- [Your goal] Give as output the line that contains "Can you please pinpoint where the horse's hoof", followed by every remaining line of the entries, unchanged and with nothing added.

- [Provided records]
..............................
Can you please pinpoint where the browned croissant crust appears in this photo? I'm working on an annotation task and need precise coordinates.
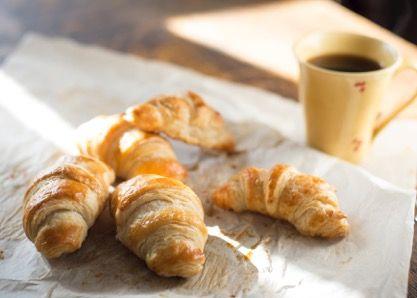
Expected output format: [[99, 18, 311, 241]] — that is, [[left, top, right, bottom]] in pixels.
[[213, 164, 349, 238], [124, 91, 235, 152], [111, 174, 208, 278], [23, 155, 115, 258], [76, 114, 187, 181]]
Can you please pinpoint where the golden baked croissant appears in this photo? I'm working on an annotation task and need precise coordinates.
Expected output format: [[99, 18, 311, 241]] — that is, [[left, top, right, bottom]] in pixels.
[[213, 164, 349, 238], [76, 114, 187, 181], [124, 91, 235, 152], [23, 155, 115, 258], [111, 174, 208, 277]]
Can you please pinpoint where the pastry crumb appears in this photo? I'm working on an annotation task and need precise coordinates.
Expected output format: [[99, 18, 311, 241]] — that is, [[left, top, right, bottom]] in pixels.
[[0, 250, 4, 260], [341, 256, 353, 264], [263, 236, 272, 244], [243, 250, 253, 261]]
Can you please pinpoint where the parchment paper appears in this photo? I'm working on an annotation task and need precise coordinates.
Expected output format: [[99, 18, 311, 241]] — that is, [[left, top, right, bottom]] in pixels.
[[0, 34, 415, 297]]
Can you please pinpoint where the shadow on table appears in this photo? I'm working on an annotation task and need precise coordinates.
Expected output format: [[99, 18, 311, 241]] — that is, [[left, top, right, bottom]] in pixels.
[[0, 0, 297, 98]]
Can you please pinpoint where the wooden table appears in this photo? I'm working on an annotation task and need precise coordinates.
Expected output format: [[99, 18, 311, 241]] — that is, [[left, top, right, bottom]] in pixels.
[[0, 0, 416, 296]]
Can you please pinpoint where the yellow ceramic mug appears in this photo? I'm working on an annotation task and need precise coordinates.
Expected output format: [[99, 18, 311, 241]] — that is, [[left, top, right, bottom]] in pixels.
[[294, 32, 417, 163]]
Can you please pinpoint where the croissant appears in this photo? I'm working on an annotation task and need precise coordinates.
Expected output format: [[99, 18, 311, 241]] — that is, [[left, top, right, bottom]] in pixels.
[[111, 174, 208, 277], [23, 155, 115, 258], [76, 114, 187, 181], [124, 91, 235, 152], [213, 164, 349, 238]]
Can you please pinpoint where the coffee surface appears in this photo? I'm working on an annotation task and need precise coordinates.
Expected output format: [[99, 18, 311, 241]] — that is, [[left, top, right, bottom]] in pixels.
[[308, 54, 382, 72]]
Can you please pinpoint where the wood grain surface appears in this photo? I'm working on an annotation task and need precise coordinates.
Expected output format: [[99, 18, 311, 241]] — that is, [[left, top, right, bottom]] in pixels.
[[0, 0, 416, 296]]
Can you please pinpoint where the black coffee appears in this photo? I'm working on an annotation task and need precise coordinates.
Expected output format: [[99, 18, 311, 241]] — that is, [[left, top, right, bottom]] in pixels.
[[308, 54, 382, 72]]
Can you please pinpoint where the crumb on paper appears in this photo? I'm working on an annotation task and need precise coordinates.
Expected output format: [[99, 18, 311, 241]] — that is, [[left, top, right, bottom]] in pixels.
[[263, 236, 272, 245], [0, 249, 4, 260], [243, 250, 253, 261], [341, 256, 353, 264]]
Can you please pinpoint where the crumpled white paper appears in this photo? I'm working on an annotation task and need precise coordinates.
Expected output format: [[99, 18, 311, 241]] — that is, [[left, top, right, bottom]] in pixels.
[[0, 34, 415, 298]]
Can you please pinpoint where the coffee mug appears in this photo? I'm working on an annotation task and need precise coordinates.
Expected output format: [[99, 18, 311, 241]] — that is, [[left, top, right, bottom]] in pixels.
[[294, 32, 417, 163]]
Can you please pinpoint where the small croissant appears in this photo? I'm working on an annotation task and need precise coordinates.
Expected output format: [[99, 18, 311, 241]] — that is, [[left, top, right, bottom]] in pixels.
[[23, 155, 115, 258], [124, 91, 235, 152], [111, 174, 208, 277], [76, 114, 187, 181], [213, 164, 349, 238]]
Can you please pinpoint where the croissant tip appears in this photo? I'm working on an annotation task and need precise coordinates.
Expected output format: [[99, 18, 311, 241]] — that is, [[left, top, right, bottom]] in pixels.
[[212, 186, 228, 208], [224, 144, 237, 154], [35, 220, 87, 258], [148, 245, 206, 278], [334, 227, 350, 239], [325, 218, 350, 239]]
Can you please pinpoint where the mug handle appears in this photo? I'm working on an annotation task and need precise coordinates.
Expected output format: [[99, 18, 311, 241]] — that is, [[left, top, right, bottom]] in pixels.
[[373, 59, 417, 138]]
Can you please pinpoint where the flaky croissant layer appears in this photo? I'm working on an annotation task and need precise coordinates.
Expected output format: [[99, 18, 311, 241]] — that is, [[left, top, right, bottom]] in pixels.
[[23, 155, 115, 258], [111, 174, 208, 278], [76, 114, 187, 181], [213, 164, 349, 238], [124, 91, 235, 152]]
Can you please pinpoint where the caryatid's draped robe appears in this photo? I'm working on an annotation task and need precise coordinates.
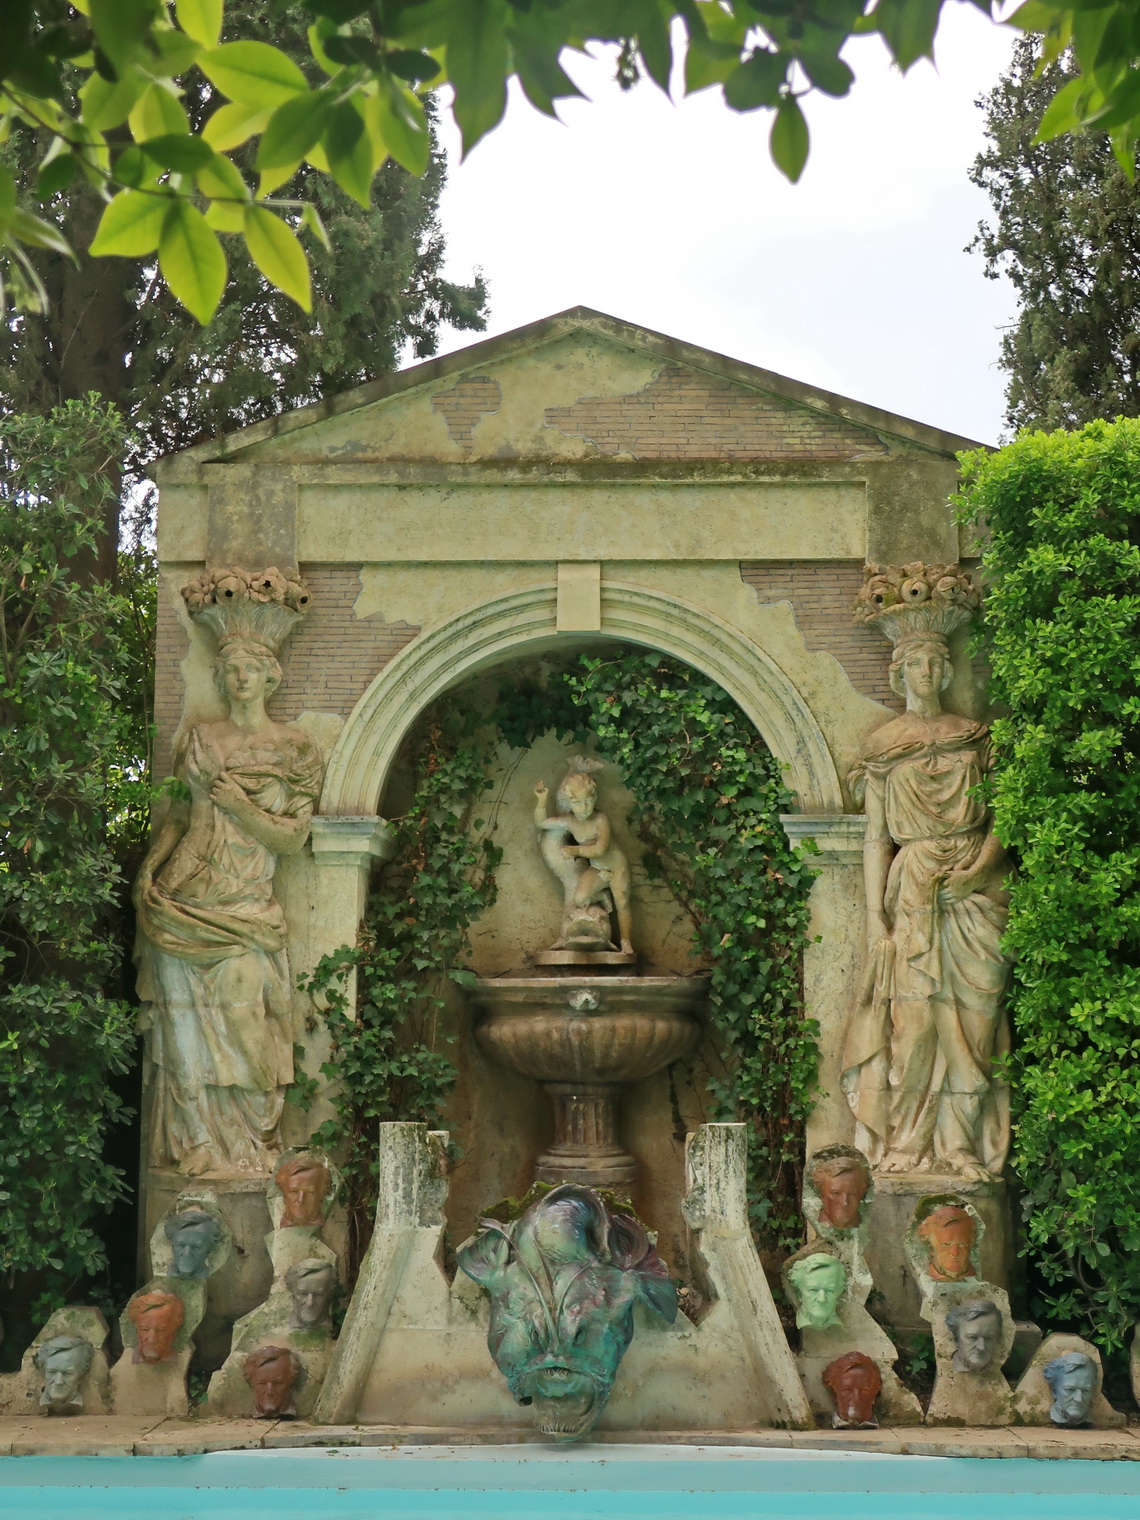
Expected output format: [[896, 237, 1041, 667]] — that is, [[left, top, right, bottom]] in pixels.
[[137, 722, 323, 1175], [842, 716, 1010, 1176]]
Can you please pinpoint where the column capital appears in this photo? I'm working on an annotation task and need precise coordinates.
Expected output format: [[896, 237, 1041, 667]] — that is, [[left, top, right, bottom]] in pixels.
[[310, 814, 395, 870], [780, 812, 866, 863]]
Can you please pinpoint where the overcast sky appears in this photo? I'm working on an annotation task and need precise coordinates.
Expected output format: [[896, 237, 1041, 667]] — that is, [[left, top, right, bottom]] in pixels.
[[431, 6, 1018, 446]]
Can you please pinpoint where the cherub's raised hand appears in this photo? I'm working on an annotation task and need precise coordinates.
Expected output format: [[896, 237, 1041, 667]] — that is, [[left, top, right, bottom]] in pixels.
[[533, 780, 548, 797]]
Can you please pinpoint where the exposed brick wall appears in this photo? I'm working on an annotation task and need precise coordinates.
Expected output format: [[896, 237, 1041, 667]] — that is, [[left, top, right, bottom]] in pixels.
[[545, 364, 887, 461], [431, 374, 502, 452], [740, 560, 901, 709], [154, 588, 189, 780], [152, 565, 420, 777]]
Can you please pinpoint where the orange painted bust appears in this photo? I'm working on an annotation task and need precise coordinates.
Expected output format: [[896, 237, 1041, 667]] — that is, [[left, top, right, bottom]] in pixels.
[[917, 1204, 976, 1282], [811, 1155, 869, 1231], [822, 1350, 882, 1428], [128, 1290, 185, 1364], [275, 1155, 331, 1228], [244, 1345, 301, 1417]]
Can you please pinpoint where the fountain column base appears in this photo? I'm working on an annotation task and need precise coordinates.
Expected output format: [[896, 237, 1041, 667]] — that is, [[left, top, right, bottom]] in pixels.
[[536, 1082, 637, 1191]]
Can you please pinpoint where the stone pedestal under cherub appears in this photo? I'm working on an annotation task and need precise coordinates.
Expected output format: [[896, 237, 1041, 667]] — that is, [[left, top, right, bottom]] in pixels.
[[783, 1244, 922, 1426], [533, 757, 634, 965]]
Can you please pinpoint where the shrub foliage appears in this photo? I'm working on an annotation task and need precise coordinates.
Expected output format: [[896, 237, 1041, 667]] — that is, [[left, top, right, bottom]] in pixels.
[[957, 418, 1140, 1347], [0, 399, 142, 1300]]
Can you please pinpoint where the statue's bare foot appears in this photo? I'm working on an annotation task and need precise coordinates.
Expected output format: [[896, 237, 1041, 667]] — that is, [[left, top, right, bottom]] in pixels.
[[879, 1149, 921, 1174], [942, 1152, 992, 1183], [620, 939, 633, 955], [180, 1146, 215, 1177]]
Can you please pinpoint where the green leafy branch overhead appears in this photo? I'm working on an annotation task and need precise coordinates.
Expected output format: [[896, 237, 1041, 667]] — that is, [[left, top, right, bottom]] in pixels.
[[2, 1, 1138, 324]]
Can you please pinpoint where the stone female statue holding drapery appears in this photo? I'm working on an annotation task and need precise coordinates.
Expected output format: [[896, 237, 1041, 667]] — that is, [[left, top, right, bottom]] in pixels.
[[841, 564, 1011, 1183], [135, 569, 323, 1177]]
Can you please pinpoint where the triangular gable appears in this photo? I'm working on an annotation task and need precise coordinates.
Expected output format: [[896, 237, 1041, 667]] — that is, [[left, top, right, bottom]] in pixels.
[[155, 308, 981, 478]]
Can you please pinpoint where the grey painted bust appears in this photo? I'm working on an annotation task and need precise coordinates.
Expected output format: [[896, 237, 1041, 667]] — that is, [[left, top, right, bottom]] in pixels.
[[946, 1298, 1003, 1373], [165, 1208, 221, 1279], [1043, 1351, 1097, 1426], [35, 1335, 93, 1413], [286, 1257, 336, 1329]]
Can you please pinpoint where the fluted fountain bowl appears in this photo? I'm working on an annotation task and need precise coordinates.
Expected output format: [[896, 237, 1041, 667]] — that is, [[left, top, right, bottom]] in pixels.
[[471, 976, 705, 1084], [470, 976, 706, 1191]]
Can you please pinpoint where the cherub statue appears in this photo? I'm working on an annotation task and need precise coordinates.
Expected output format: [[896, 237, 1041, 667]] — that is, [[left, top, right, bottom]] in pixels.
[[533, 757, 633, 955]]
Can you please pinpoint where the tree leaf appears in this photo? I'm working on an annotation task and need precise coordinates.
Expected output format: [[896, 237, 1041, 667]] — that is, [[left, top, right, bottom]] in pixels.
[[89, 0, 158, 75], [875, 0, 944, 72], [128, 81, 190, 143], [158, 199, 227, 323], [79, 64, 148, 130], [202, 100, 272, 152], [8, 208, 74, 257], [139, 132, 214, 172], [194, 151, 250, 202], [0, 166, 15, 238], [204, 199, 245, 232], [256, 90, 334, 193], [445, 0, 510, 156], [799, 50, 855, 99], [175, 0, 223, 49], [199, 40, 308, 110], [324, 99, 372, 208], [242, 203, 312, 311], [724, 48, 786, 111], [770, 95, 809, 183], [1034, 75, 1094, 141], [371, 82, 429, 176], [300, 201, 331, 251], [90, 188, 170, 256]]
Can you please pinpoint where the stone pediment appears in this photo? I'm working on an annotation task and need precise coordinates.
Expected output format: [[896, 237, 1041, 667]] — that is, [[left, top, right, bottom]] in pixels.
[[155, 308, 979, 478]]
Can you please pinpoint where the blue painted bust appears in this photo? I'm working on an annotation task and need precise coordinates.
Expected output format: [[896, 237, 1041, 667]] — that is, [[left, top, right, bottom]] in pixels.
[[1043, 1351, 1097, 1427]]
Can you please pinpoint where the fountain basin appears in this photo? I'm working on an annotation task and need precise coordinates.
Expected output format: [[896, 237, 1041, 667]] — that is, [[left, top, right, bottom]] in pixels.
[[470, 976, 706, 1190]]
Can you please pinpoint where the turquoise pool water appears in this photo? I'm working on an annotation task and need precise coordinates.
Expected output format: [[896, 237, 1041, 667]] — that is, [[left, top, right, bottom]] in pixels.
[[0, 1447, 1137, 1520]]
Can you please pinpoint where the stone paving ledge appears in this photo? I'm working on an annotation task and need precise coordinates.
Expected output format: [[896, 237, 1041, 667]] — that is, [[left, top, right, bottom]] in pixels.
[[0, 1419, 1139, 1461]]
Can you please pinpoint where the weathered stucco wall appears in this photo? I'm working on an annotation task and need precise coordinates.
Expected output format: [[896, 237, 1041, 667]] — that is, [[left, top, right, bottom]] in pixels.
[[149, 307, 982, 1276]]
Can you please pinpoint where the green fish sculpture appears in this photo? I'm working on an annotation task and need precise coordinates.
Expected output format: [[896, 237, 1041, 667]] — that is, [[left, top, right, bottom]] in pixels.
[[458, 1183, 678, 1440]]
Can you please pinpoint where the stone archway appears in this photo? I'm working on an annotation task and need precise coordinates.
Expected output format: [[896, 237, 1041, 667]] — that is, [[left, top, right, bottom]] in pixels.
[[319, 579, 843, 817]]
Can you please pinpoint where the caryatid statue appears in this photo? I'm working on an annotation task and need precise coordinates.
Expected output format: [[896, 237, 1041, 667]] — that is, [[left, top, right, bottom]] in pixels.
[[842, 563, 1011, 1182], [135, 568, 323, 1177]]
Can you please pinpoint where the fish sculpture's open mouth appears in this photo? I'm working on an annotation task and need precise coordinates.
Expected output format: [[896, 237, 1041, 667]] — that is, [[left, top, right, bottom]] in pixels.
[[518, 1364, 600, 1441]]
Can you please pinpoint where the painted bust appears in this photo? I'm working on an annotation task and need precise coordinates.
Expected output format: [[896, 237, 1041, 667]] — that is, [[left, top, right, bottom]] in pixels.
[[275, 1154, 332, 1228], [165, 1208, 221, 1279], [35, 1336, 93, 1413], [787, 1253, 847, 1331], [285, 1258, 336, 1330], [946, 1298, 1003, 1373], [128, 1290, 185, 1364], [243, 1345, 301, 1418], [811, 1153, 870, 1232], [1043, 1352, 1097, 1427], [822, 1350, 882, 1428], [917, 1203, 976, 1282]]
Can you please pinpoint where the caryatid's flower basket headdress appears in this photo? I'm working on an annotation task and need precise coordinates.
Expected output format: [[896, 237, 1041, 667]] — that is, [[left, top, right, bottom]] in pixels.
[[181, 566, 312, 656], [854, 561, 981, 654]]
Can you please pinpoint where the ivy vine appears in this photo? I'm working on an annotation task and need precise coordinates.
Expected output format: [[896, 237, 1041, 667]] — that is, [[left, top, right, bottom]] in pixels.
[[299, 712, 500, 1281], [304, 651, 817, 1273]]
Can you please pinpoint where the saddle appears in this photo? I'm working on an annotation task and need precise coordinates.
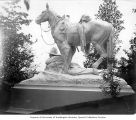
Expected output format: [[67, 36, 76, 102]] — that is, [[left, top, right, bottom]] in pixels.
[[58, 18, 87, 53], [59, 17, 69, 34]]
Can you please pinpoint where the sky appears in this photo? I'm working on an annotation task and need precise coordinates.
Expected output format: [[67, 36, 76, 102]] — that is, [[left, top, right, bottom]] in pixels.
[[0, 0, 136, 71]]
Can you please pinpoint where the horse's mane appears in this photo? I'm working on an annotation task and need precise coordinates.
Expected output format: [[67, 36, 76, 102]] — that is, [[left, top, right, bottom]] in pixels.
[[56, 15, 62, 19], [49, 9, 62, 19]]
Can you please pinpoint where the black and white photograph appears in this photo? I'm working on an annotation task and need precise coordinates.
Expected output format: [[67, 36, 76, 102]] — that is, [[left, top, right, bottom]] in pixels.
[[0, 0, 136, 118]]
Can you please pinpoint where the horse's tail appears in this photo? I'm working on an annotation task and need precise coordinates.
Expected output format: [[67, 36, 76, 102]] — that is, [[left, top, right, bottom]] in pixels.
[[107, 26, 114, 71]]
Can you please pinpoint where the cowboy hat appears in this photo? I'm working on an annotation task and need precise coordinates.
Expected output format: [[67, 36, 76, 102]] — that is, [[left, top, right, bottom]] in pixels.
[[49, 47, 60, 56]]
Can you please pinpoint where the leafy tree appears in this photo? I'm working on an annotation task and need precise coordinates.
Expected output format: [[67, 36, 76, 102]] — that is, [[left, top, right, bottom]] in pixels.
[[118, 35, 136, 91], [0, 3, 36, 111], [117, 8, 136, 91], [0, 3, 36, 85], [95, 0, 124, 46], [132, 8, 136, 13], [84, 0, 124, 69]]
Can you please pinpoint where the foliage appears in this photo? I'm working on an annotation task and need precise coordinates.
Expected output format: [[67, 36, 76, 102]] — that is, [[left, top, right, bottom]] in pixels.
[[84, 0, 124, 69], [132, 8, 136, 13], [0, 4, 36, 85], [117, 9, 136, 91], [100, 71, 121, 97], [117, 36, 136, 91]]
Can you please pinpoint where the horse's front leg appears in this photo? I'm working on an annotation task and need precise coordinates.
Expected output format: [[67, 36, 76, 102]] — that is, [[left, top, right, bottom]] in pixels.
[[63, 45, 76, 74], [56, 40, 71, 73]]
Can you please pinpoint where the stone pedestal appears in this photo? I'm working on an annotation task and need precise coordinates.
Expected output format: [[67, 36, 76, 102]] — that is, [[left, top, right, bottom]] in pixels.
[[5, 71, 134, 114]]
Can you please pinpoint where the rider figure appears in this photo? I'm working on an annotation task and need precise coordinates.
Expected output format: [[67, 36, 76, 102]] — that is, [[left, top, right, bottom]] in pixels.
[[45, 47, 100, 75], [45, 47, 80, 73], [45, 47, 64, 72]]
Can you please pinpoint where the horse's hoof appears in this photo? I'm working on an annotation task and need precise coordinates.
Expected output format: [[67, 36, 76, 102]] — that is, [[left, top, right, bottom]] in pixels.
[[92, 63, 98, 68], [83, 54, 89, 57], [92, 68, 99, 75], [61, 69, 68, 74]]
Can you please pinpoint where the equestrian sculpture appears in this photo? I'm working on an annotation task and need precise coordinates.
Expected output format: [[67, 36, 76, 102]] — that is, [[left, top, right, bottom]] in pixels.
..............................
- [Completed task]
Can you please pinpoint where the horse's hoof appears in this photo? I'm working on an annotation task and need precise coordinates.
Expected output format: [[67, 36, 76, 102]] — that is, [[left, top, right, bottom]] in pixels.
[[92, 63, 98, 68], [83, 54, 89, 57], [92, 68, 99, 75], [61, 69, 68, 74]]
Can you please pinpoint where the equestrian sculpture appears in this photo? I'm working on an annotation task and need precise coordinates.
Expected output format: [[67, 36, 76, 102]] — that is, [[left, top, right, bottom]] in pixels.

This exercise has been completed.